»»

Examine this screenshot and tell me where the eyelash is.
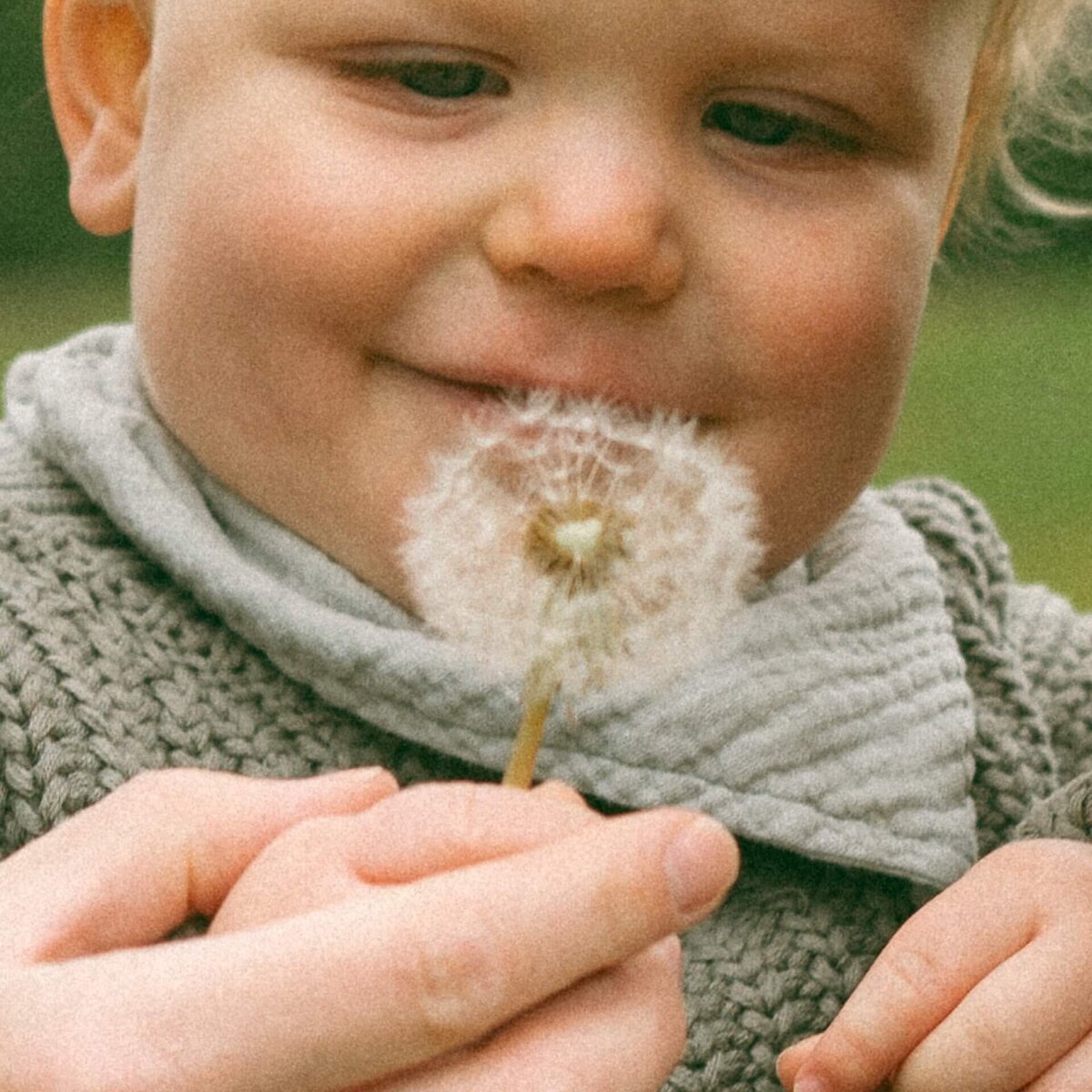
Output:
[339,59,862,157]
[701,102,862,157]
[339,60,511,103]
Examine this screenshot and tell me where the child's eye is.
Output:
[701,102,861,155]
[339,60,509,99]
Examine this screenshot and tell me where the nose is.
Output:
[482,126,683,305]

««

* _TASK STATEMENT_: Reproduce the entire listing with "screenshot" replaced by "image" wherever it occurs, keeping everything else the same and omitting the pictures.

* _CORRECT RESULT_:
Examine this image and tell me where the eyelash is.
Output:
[339,59,862,157]
[701,102,862,157]
[339,60,511,103]
Examine this image and tell me where the child's eye is.
Output:
[701,102,861,155]
[339,60,509,99]
Examine this image and tell me where the nose is.
Output:
[482,126,683,305]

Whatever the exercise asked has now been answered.